§ **OBJETIVO 1**: En el fragmento sobre lo que de verdad importa, ¿a cambio de qué padecen los hombres esclavos en las minas de esmeraldas y de oro?
§ **OBJETIVO 2**: Escribe cómo sigue el fragmento sobre lo que de verdad importa, a partir de su última frase.

§ **FRAGMENTO SELECCIONADO**:
────────────────────
Casi nada de lo que creemos que es importante me lo parece. Ni el éxito,
ni el poder, ni el dinero, más allá de lo imprescindible para vivir con
dignidad. Paso de las coronas de laureles y de los halagos sucios. Igual que
paso del fango de la envidia, de la maledicencia y el juicio ajeno. Aparto a
los quejumbrosos y malhumorados, a los egoístas y ambiciosos que aspiran
a reposar en tumbas llenas de honores y cuentas bancarias, sobre
las que nadie derramará una sola lágrima en la que quepa una partícula
minúscula de pena verdadera. Detesto los coches de lujo que ensucian el mundo,
los abrigos de pieles arrancadas de un cuerpo tibio y palpitante, las joyas fabricadas
sobre las penalidades de hombres esclavos que padecen en las minas de
esmeraldas y de oro a cambio de un pedazo de pan.
Rechazo el cinismo de una sociedad que sólo piensa en su propio
bienestar y se
desentiende del malestar de los otros, a base del cual construye su derroche. Y
a los malditos indiferentes que nunca se meten en líos. Señalo con el dedo a
los hipócritas que depositan una moneda en las huchas de las misiones pero no
comparten la mesa con un inmigrante. A los que te aplauden cuando eres reina y
te abandonan cuando te salen pústulas. A los que creen que sólo es importante
tener y exhibir en lugar de sentir, pensar y ser.
────────────────────
§ **LISTADO DE DATOS**:
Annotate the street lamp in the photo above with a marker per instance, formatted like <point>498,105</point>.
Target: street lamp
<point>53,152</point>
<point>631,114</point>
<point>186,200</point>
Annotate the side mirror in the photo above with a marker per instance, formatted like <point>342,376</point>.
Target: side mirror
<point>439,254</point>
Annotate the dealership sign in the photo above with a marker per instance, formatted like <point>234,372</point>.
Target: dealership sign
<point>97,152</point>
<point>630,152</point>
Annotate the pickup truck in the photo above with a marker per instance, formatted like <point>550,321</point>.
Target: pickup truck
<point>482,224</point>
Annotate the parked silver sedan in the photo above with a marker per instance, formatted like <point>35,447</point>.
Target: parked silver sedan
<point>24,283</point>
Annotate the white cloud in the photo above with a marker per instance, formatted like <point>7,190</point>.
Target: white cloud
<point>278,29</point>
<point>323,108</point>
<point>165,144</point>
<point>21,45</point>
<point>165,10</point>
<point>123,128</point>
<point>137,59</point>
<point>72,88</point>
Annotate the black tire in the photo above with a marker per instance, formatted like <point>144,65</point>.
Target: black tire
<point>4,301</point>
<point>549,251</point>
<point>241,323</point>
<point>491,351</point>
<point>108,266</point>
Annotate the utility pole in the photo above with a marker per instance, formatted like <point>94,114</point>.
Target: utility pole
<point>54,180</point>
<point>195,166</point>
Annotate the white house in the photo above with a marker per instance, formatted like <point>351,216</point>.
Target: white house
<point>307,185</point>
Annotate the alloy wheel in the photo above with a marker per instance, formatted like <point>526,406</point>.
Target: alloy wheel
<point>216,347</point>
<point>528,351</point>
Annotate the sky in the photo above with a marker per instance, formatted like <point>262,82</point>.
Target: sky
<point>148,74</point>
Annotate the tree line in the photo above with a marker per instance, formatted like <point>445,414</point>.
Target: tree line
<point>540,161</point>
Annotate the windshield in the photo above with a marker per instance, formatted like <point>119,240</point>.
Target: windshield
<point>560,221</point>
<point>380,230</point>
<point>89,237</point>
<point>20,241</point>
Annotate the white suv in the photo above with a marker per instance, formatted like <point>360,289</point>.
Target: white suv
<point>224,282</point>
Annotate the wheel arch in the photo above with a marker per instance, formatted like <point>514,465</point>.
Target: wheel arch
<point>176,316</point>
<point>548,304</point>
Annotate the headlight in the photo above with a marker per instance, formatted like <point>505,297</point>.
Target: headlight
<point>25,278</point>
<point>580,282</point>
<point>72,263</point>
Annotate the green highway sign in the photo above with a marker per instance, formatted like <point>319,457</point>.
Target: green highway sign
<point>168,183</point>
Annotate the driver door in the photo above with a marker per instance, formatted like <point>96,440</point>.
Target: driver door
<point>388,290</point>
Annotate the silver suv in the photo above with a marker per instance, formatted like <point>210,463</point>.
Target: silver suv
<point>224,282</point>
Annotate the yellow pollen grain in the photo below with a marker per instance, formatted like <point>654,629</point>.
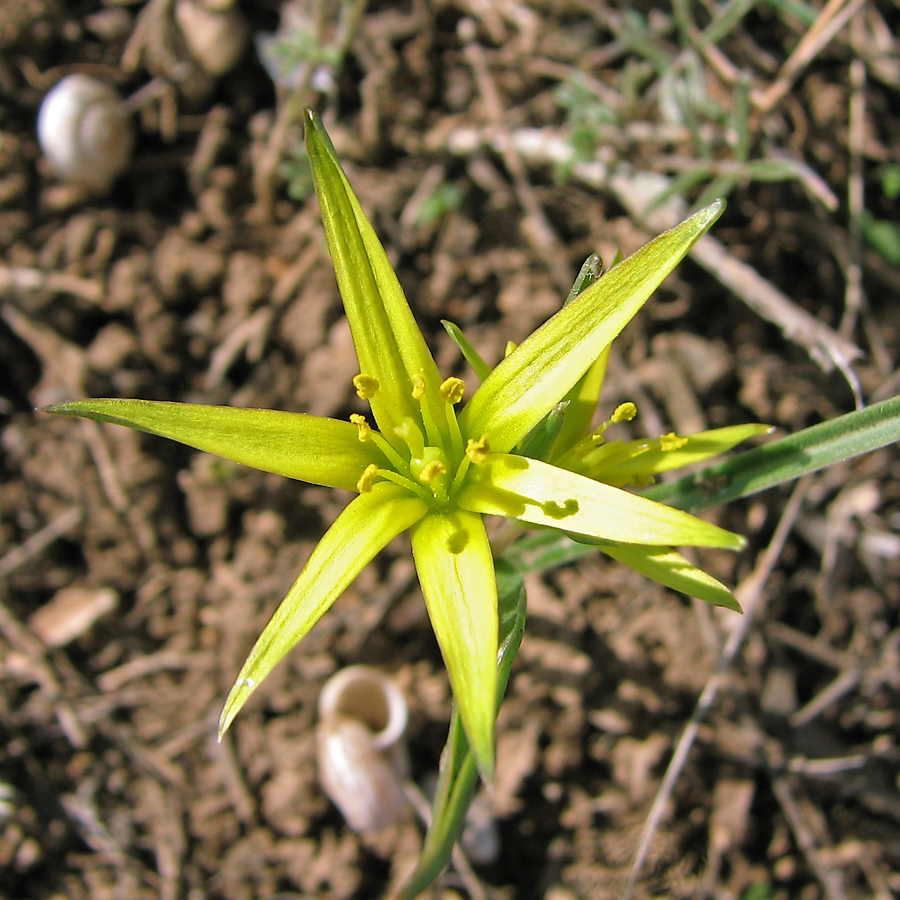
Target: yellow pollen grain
<point>478,451</point>
<point>452,390</point>
<point>367,479</point>
<point>363,427</point>
<point>366,386</point>
<point>432,471</point>
<point>625,412</point>
<point>671,441</point>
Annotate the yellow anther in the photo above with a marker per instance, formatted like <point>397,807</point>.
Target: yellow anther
<point>625,412</point>
<point>363,427</point>
<point>367,479</point>
<point>366,386</point>
<point>671,441</point>
<point>478,451</point>
<point>452,390</point>
<point>431,471</point>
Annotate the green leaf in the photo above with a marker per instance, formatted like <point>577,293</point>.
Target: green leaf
<point>671,569</point>
<point>388,342</point>
<point>471,355</point>
<point>582,404</point>
<point>786,459</point>
<point>653,460</point>
<point>539,373</point>
<point>542,494</point>
<point>309,448</point>
<point>366,526</point>
<point>456,571</point>
<point>458,774</point>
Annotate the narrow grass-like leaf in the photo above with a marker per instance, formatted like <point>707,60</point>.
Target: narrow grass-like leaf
<point>458,775</point>
<point>539,373</point>
<point>470,354</point>
<point>784,460</point>
<point>670,568</point>
<point>456,571</point>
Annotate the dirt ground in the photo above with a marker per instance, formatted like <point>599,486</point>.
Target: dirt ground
<point>495,145</point>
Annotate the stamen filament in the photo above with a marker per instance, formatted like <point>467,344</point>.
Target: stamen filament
<point>408,483</point>
<point>392,456</point>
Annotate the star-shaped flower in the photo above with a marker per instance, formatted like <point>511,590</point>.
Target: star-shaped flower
<point>436,471</point>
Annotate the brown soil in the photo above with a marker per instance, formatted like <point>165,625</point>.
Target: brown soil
<point>136,574</point>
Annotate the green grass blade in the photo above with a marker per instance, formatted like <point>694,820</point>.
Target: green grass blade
<point>458,775</point>
<point>784,460</point>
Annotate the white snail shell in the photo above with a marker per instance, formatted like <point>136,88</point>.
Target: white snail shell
<point>362,757</point>
<point>84,132</point>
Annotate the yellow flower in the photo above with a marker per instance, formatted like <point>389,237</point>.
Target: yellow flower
<point>435,470</point>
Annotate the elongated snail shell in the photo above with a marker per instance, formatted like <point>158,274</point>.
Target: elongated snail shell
<point>84,132</point>
<point>362,756</point>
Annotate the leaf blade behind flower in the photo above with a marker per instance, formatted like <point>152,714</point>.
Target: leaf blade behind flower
<point>525,385</point>
<point>388,342</point>
<point>456,571</point>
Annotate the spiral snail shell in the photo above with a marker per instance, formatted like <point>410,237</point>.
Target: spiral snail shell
<point>362,757</point>
<point>84,132</point>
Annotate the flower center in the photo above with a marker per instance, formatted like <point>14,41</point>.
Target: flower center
<point>426,457</point>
────────────────────
§ **RESPUESTA DEL EJERCICIO 1**: A cambio de un pedazo de pan.

§ **RESPUESTA DEL EJERCICIO 2**:
Y ahora, ahora, en este momento de mi vida, no quiero casi nada. Tan
sólo la ternura de mi amor y la gloriosa compañía de mis amigos. Unas cuantas
carcajadas y unas palabras de cariño antes de irme a la cama. El recuerdo dulce
de mis muertos. Un par de árboles al otro lado de los cristales y un pedazo de
cielo al que se asomen la luz y la noche. El mejor verso del mundo y la más
hermosa de las músicas. Por lo demás, podría comer patatas cocidas y dormir en
el suelo mientras mi conciencia esté tranquila.
También quiero, eso sí, mantener la libertad y el espíritu crítico por
los que pago con gusto todo el precio que haya que pagar. Quiero toda
la serenidad para sobrellevar el dolor y toda la alegría para disfrutar de lo
bueno. Un instante de belleza a diario. Echar desesperadamente de
menos a los que tengan que irse porque tuve la suerte de haberlos tenido a mi
lado. No estar jamás de vuelta de nada. Seguir llorando cada vez que
algo lo merezca, pero no quejarme de ninguna tontería. No convertirme
nunca, nunca, en una mujer amargada, pase lo que pase. Y que el día en que me toque esfumarme, un
puñadito de personas piense que valió la pena que yo anduviera un rato por
aquí. Sólo quiero eso. Casi nada o todo.